- **Record extracts**
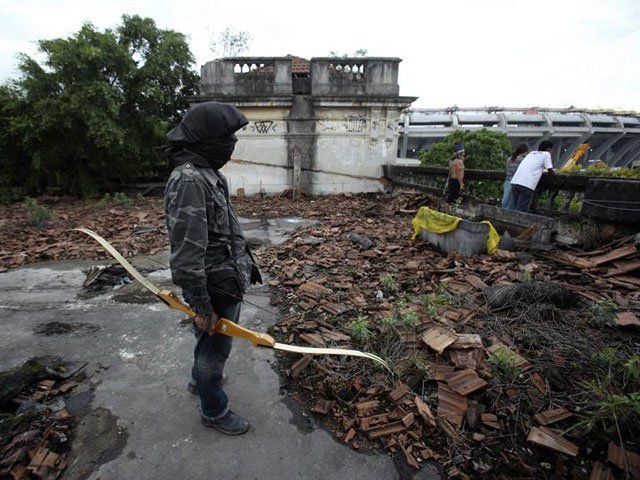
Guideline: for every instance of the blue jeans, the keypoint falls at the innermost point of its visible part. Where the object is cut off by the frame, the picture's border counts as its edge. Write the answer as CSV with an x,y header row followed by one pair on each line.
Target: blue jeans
x,y
521,197
209,357
507,197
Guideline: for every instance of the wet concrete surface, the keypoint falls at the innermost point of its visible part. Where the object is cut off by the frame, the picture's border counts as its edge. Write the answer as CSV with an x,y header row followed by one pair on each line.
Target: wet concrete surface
x,y
134,417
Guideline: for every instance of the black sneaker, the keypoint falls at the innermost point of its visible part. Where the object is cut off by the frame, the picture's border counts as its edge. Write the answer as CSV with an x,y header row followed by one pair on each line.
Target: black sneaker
x,y
230,424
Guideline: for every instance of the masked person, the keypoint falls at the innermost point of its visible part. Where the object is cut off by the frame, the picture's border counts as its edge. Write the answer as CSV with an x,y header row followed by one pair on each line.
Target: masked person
x,y
210,259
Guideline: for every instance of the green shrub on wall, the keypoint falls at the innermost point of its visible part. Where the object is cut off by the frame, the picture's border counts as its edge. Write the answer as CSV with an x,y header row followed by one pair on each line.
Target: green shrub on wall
x,y
484,150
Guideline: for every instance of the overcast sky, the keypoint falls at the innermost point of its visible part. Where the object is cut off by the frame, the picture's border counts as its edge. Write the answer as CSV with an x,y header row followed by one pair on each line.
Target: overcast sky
x,y
560,53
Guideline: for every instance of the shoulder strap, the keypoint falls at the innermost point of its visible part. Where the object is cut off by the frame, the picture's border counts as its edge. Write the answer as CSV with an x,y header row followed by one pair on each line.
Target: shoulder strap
x,y
214,178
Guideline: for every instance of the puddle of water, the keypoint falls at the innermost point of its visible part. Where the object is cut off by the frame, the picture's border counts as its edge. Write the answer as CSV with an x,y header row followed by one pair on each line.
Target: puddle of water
x,y
272,231
79,403
66,328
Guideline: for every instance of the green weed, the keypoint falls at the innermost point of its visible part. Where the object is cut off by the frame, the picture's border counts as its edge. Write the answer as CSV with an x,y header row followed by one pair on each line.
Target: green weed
x,y
360,329
37,215
504,363
389,284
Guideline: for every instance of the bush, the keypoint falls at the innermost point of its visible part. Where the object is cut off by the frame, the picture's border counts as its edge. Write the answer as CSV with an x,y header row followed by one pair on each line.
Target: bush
x,y
484,150
37,215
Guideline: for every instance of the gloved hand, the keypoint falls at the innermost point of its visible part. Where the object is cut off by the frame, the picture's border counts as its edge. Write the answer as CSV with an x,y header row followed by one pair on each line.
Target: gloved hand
x,y
206,324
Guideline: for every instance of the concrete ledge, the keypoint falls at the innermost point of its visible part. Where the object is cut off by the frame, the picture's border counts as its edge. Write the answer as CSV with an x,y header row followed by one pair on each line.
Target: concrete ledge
x,y
515,222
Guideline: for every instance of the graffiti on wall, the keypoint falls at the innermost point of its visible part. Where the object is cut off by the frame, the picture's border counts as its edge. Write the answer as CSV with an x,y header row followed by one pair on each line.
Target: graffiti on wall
x,y
351,124
263,127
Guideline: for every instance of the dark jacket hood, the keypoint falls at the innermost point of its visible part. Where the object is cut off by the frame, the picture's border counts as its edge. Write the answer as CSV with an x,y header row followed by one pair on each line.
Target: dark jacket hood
x,y
205,136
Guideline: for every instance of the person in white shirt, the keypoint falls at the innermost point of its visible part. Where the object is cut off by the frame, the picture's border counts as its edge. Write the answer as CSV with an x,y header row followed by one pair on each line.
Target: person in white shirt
x,y
526,178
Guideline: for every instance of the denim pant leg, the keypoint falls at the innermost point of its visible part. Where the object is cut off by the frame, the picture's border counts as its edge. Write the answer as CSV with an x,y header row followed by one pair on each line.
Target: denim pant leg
x,y
522,198
507,200
210,355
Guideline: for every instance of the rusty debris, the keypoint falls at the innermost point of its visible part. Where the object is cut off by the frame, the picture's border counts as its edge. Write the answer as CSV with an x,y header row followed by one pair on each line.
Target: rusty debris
x,y
485,349
626,460
549,439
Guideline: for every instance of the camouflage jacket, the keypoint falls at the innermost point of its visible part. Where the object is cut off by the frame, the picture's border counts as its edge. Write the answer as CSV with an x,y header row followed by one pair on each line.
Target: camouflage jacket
x,y
199,217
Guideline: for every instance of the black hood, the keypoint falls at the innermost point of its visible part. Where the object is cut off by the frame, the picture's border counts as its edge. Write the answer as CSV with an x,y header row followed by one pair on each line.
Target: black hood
x,y
208,131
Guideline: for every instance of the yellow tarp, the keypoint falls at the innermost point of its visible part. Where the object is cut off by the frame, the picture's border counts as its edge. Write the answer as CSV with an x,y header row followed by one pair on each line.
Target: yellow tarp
x,y
437,222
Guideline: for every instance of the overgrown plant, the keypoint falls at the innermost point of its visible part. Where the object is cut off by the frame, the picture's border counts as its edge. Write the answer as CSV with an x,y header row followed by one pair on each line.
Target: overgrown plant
x,y
389,284
402,317
360,331
37,215
504,363
614,391
602,312
118,198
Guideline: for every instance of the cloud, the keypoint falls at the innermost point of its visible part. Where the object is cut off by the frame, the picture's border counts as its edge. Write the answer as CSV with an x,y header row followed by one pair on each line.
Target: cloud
x,y
468,53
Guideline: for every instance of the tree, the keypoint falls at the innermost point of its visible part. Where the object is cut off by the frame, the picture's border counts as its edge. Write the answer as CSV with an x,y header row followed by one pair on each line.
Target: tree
x,y
484,149
100,101
230,43
361,52
13,158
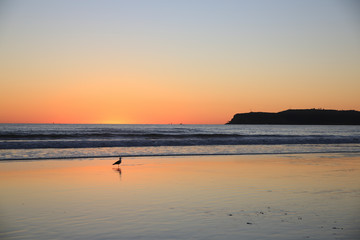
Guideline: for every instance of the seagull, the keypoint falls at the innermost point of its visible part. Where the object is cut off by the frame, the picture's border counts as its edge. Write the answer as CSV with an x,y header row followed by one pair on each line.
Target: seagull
x,y
117,162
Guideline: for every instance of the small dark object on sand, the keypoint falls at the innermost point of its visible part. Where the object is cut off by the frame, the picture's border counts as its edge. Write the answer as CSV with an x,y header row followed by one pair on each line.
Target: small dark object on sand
x,y
117,162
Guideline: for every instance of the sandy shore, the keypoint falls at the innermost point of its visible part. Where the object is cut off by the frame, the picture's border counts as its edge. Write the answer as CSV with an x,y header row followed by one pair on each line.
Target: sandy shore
x,y
309,196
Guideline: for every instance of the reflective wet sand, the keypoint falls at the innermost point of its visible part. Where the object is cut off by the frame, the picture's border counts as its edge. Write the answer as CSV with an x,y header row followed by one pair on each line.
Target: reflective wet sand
x,y
234,197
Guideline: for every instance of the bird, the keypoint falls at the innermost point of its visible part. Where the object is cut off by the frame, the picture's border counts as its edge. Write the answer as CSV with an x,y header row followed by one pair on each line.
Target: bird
x,y
117,162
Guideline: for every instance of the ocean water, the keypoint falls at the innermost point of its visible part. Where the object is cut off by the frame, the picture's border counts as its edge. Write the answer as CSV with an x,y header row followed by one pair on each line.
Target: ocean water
x,y
60,141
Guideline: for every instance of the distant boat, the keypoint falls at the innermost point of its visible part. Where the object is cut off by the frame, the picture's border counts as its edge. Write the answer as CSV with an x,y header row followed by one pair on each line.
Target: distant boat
x,y
117,162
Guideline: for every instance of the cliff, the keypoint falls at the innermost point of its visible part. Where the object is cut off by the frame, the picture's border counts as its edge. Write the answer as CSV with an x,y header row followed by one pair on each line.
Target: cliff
x,y
299,117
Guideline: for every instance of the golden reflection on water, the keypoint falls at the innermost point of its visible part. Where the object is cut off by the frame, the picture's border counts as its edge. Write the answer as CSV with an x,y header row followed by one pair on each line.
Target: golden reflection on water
x,y
280,197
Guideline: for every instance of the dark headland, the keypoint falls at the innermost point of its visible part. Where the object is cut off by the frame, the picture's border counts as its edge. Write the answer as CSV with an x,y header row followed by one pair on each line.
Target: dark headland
x,y
299,117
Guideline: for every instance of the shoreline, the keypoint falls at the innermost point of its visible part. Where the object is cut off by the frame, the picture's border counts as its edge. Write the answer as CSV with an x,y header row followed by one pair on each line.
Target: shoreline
x,y
175,155
282,197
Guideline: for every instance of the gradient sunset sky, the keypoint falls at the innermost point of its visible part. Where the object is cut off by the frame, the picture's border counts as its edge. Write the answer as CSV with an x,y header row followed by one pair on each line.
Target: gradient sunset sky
x,y
178,61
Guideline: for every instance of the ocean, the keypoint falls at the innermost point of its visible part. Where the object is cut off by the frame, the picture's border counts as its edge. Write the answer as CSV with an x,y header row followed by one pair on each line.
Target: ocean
x,y
67,141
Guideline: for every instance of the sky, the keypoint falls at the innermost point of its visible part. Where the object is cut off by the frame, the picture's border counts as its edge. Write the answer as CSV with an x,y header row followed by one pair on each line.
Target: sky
x,y
180,61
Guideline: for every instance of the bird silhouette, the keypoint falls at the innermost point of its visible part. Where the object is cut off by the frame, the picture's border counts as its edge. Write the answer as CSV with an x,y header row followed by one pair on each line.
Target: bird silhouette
x,y
117,162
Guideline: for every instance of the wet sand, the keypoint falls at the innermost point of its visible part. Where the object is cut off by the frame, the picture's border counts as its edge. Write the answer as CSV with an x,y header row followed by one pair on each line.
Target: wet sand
x,y
308,196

- **Problem to work on**
From the data above, output only the lines between the line containing "Target: small dark object on sand" and the line containing "Guideline: for every instance of the sandy", inclusive, exactly as written.

- **Response to this task**
Target: small dark object on sand
x,y
117,162
Guideline: for every instance of the sandy shore, the keypoint falls at the innermost point of its visible part. Where the object is cut off by the frame, the picture's border counts as its edge. Write the answer as CSV with an x,y header row followed by one pair on each line.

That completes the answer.